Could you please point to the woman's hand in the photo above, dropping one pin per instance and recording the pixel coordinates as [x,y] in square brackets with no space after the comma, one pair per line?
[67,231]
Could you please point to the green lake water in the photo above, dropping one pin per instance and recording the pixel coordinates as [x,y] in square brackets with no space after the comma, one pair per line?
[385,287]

* * *

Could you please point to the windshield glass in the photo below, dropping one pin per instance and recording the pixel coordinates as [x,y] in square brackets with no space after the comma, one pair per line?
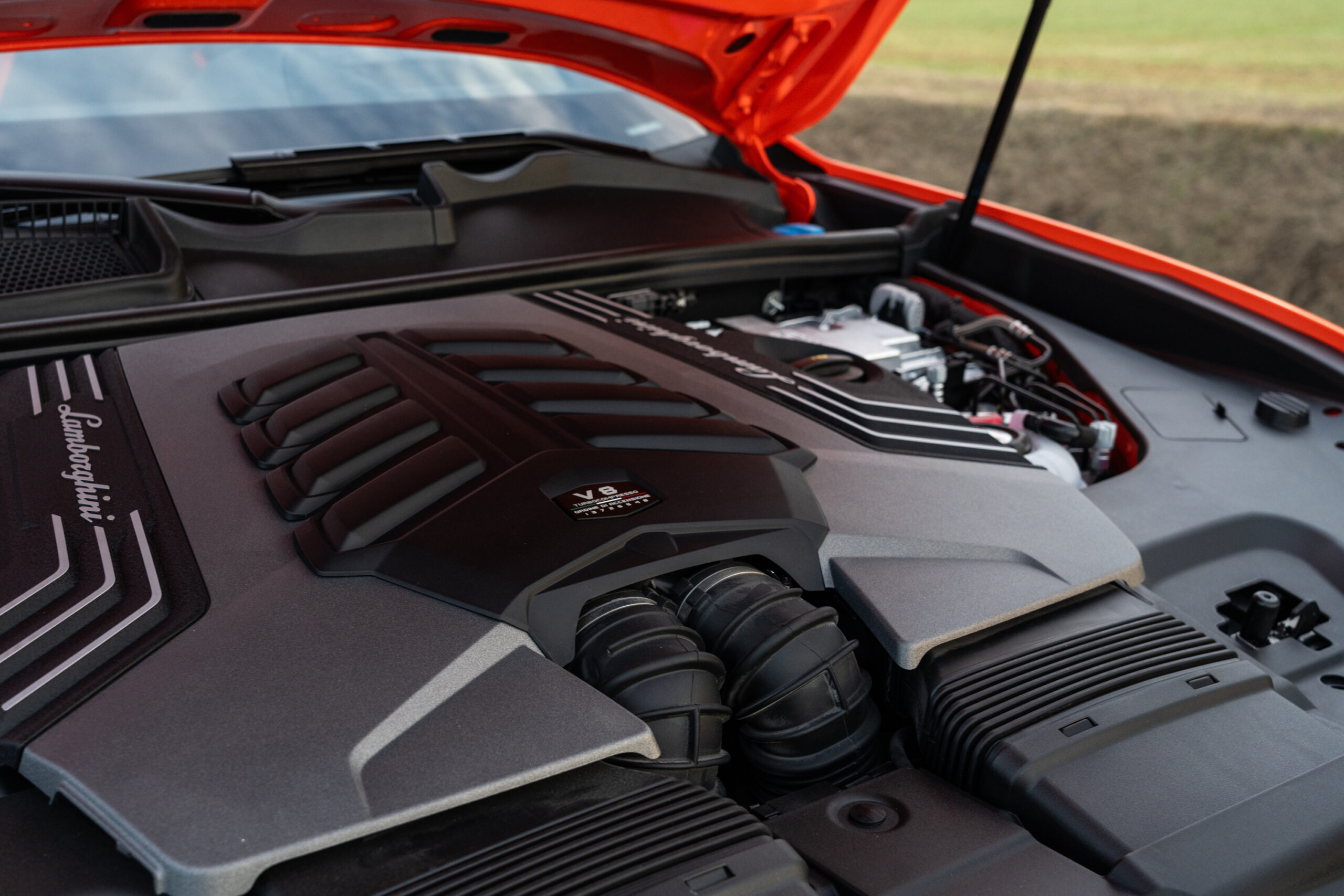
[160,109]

• [GIVEN EXERCISE]:
Find every row in the two blocks above that contains the word "coordinates", and copy each of those rows in full.

• [WORKED SOLUTION]:
Could you please point to the woman's hand in the photo above, dropping one pin per instance and recording the pixel coordinates as [x,y] in square brackets with no space after the comma, one pair per line?
Could you please point to the green lake water in the photo above, dropping one pin per instance and recording the pixel coordinates as [x,y] in square brackets with no space after the comma, one pair per line?
Could you please point to the windshield glass in the photo below, dropping one pin per instance and recording the pixel coordinates as [x,y] in square brackets with no space after the comma, one pair per line?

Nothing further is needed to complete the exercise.